(Excerpt to read Opens)

Published on August 21, 2013 at 8:10 AM
Supporting children, adolescents and adults with developmental disabilities is the aim of a new online initiative led by Griffith in collaboration with La Trobe University and Sydney University.
Launched to coincide with Speech Pathology Week 25-31 August, the N1 Practice in Research Training Package is designed to provide allied health professionals such as speech pathologists, and educators who work with people with developmental disability, with a systematic way of working with their clients in order to increase research understanding and improve patient outcomes.
The training package assists with this by helping allied health professionals and educators to evaluate their clients’ outcomes by using single case experimental designs (also known as N1 designs).
“The aim is for these clinicians to better understand the findings of clinical research and learn from what other clinicians already know,” says study leader Dr David Trembath from Griffith’s School of Rehabilitation Sciences. “Therefore the training package is designed to help clinicians think of each of their patients as a single research study. Users will be taken through a set of online modules - universal to all disciplines - which they can work through at their own pace.”

(Excerpt to read Closes)

-- Work order A --
Answer these questions from the article about the N1 training package, one line each:
(i) Which week was the package launched to coincide with, and what were its dates?
(ii) What is another name for single case experimental designs?
(iii) Which part of Griffith is Dr David Trembath from?
-- Work order B --
Carry on the article about the N1 training package from its final sentence, writing one or two further paragraphs.

(Information provided Opens)

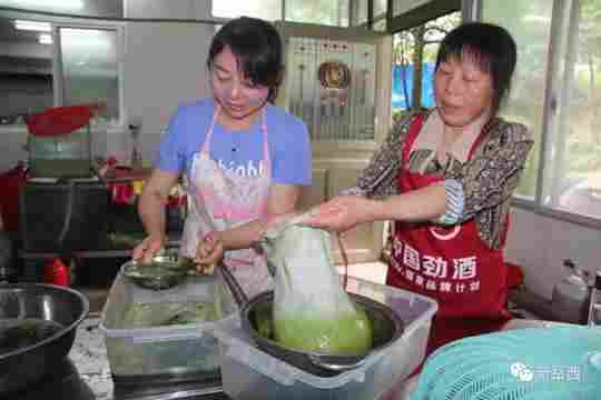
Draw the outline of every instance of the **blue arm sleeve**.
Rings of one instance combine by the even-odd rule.
[[[307,126],[290,116],[278,132],[274,133],[277,134],[272,172],[274,182],[311,184],[312,153]]]

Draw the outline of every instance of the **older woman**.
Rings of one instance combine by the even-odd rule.
[[[345,231],[395,221],[386,283],[439,301],[428,353],[510,318],[503,247],[533,143],[524,126],[497,117],[515,62],[515,42],[501,27],[451,31],[436,58],[436,108],[394,127],[358,179],[363,196],[334,198],[306,222]]]

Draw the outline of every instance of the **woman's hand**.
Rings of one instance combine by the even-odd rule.
[[[377,202],[359,196],[338,196],[309,211],[299,224],[344,232],[363,222],[374,221]]]
[[[141,261],[142,263],[150,263],[152,257],[165,247],[165,238],[162,236],[150,234],[142,240],[142,242],[134,248],[131,252],[131,259]]]
[[[196,249],[196,270],[200,273],[211,274],[217,262],[224,258],[224,242],[219,232],[213,231],[205,236]]]

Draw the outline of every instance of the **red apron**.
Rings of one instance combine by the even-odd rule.
[[[410,128],[402,154],[404,170],[398,190],[408,192],[444,179],[408,171],[411,148],[420,133],[424,116]],[[484,128],[472,148],[486,137]],[[506,232],[505,223],[505,232]],[[471,219],[462,224],[441,227],[434,223],[395,223],[392,263],[386,283],[434,298],[439,302],[430,331],[426,356],[439,347],[469,336],[501,329],[511,319],[505,310],[508,272],[500,249],[490,249]]]

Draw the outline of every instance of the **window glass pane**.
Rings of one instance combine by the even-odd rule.
[[[387,0],[374,0],[374,18],[386,17]]]
[[[353,1],[353,26],[367,23],[367,1]]]
[[[401,16],[404,12],[413,10],[416,7],[424,6],[431,0],[394,0],[393,17]]]
[[[52,107],[52,47],[39,39],[50,24],[33,27],[48,30],[16,29],[0,18],[0,124],[23,124],[24,116]]]
[[[534,134],[534,148],[516,190],[528,198],[533,198],[536,191],[552,10],[553,2],[548,0],[483,3],[483,20],[506,28],[518,44],[518,67],[501,114],[524,123]]]
[[[393,37],[393,120],[412,108],[435,107],[433,73],[436,53],[446,32],[460,23],[461,12],[453,12]]]
[[[565,71],[553,141],[548,206],[601,218],[601,17],[599,1],[580,1],[568,24]],[[549,162],[548,162],[549,163]]]
[[[124,17],[124,0],[0,0],[0,7],[69,16]]]
[[[213,1],[213,16],[238,18],[242,16],[262,18],[267,21],[282,20],[283,0]]]
[[[286,21],[348,27],[348,0],[286,0]]]
[[[98,107],[98,122],[119,120],[117,32],[61,28],[62,104]]]

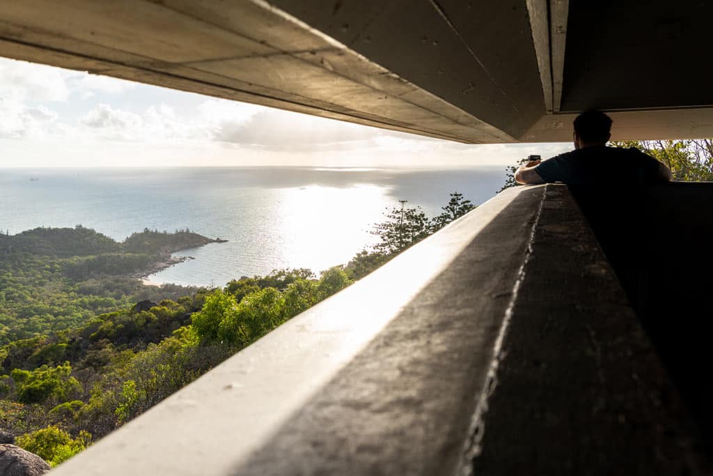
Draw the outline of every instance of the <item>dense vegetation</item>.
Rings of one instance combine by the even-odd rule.
[[[473,208],[453,193],[431,218],[394,208],[345,266],[217,289],[135,277],[215,241],[188,230],[122,243],[81,226],[0,236],[0,427],[57,465]]]

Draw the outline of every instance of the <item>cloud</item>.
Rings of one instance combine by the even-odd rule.
[[[2,59],[0,96],[24,101],[66,101],[69,88],[65,70]]]
[[[143,123],[140,116],[103,103],[85,114],[79,122],[89,127],[128,131],[138,128]]]
[[[43,106],[27,107],[17,101],[0,97],[0,137],[19,138],[43,136],[57,113]]]

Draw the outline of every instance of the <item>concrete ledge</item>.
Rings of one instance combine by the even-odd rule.
[[[54,472],[696,474],[691,428],[566,188],[546,186],[497,196]]]

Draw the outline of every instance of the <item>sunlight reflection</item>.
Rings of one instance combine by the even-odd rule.
[[[371,184],[308,186],[281,192],[276,225],[285,239],[278,253],[291,266],[311,265],[314,271],[346,264],[365,243],[374,243],[371,228],[364,224],[381,221],[384,208],[394,201],[388,188]]]

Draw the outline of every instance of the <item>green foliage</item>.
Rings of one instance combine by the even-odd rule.
[[[371,233],[377,236],[380,241],[374,245],[374,250],[387,258],[394,256],[475,208],[458,192],[451,193],[448,205],[441,207],[443,213],[431,218],[427,218],[420,207],[406,208],[402,203],[400,208],[394,208],[385,213],[386,221],[374,226]],[[362,253],[356,257],[362,265],[369,260],[379,261],[368,253]]]
[[[218,338],[228,345],[244,347],[282,324],[287,316],[284,298],[275,288],[248,294],[227,310],[218,325]]]
[[[136,382],[135,380],[126,380],[124,382],[121,389],[122,401],[114,410],[119,422],[126,421],[133,414],[133,411],[137,402],[142,398],[145,398],[145,395],[142,395],[136,390]]]
[[[683,141],[619,141],[614,147],[633,147],[662,162],[673,180],[713,181],[713,138]]]
[[[81,431],[73,439],[69,433],[53,425],[19,436],[15,442],[21,448],[37,455],[53,467],[69,459],[90,443],[91,435],[88,432]]]
[[[11,375],[17,388],[17,400],[22,403],[40,403],[53,398],[66,399],[81,392],[81,385],[72,377],[68,362],[56,367],[41,367],[32,370],[14,369]]]
[[[241,301],[242,302],[242,301]],[[235,313],[237,302],[235,296],[220,289],[216,289],[205,298],[203,308],[192,316],[193,329],[201,340],[219,340],[218,329],[227,316]]]
[[[350,284],[352,280],[344,271],[344,267],[334,266],[322,273],[317,285],[317,293],[322,299],[325,299]]]
[[[371,233],[381,239],[374,250],[387,255],[400,253],[430,234],[429,219],[421,207],[394,208],[386,221],[374,226]]]
[[[451,200],[448,201],[448,205],[442,207],[443,213],[431,218],[431,232],[440,230],[451,221],[457,220],[475,208],[476,206],[470,200],[465,199],[463,193],[458,192],[451,193]]]
[[[217,290],[145,287],[126,275],[200,239],[188,231],[176,238],[145,230],[120,244],[81,227],[39,229],[25,237],[29,245],[1,236],[0,364],[11,377],[0,377],[7,399],[0,426],[26,433],[23,443],[57,464],[88,445],[89,435],[106,435],[471,208],[456,193],[432,219],[404,210],[406,226],[383,228],[401,248],[362,252],[319,278],[277,270]],[[392,211],[392,222],[401,211]],[[56,246],[53,236],[81,243]],[[133,307],[144,300],[152,303]]]
[[[361,279],[389,260],[389,257],[383,253],[364,250],[352,258],[344,271],[351,280]]]
[[[84,407],[84,402],[81,400],[73,400],[71,402],[60,403],[49,411],[49,415],[58,420],[74,420],[77,413]]]

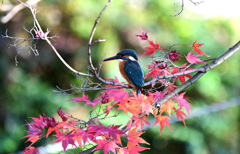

(Information provided Closes)

-- Response A --
(i) Speech Pathology Week, 25–31 August
(ii) N1 designs
(iii) Griffith's School of Rehabilitation Sciences

-- Response B --
As part of the next planned phase of the initiative, Dr Trembath said the team will then be encouraging clinicians to share their findings with an online research community setting.
“It is hoped that clinicians will be able to benefit from this shared community, in order that they can enhance their overall research understanding within their particular discipline. This then contributes to providing higher quality services for patients.”
Dr Trembath said that pilot studies of the research have already reaped positive results.
“Talking with the 80 allied health professionals and educators who have participated so far, we’ve found that after just 90 minutes of using the system, they have reported increased knowledge, confidence and skills in using single case designs in everyday practice.”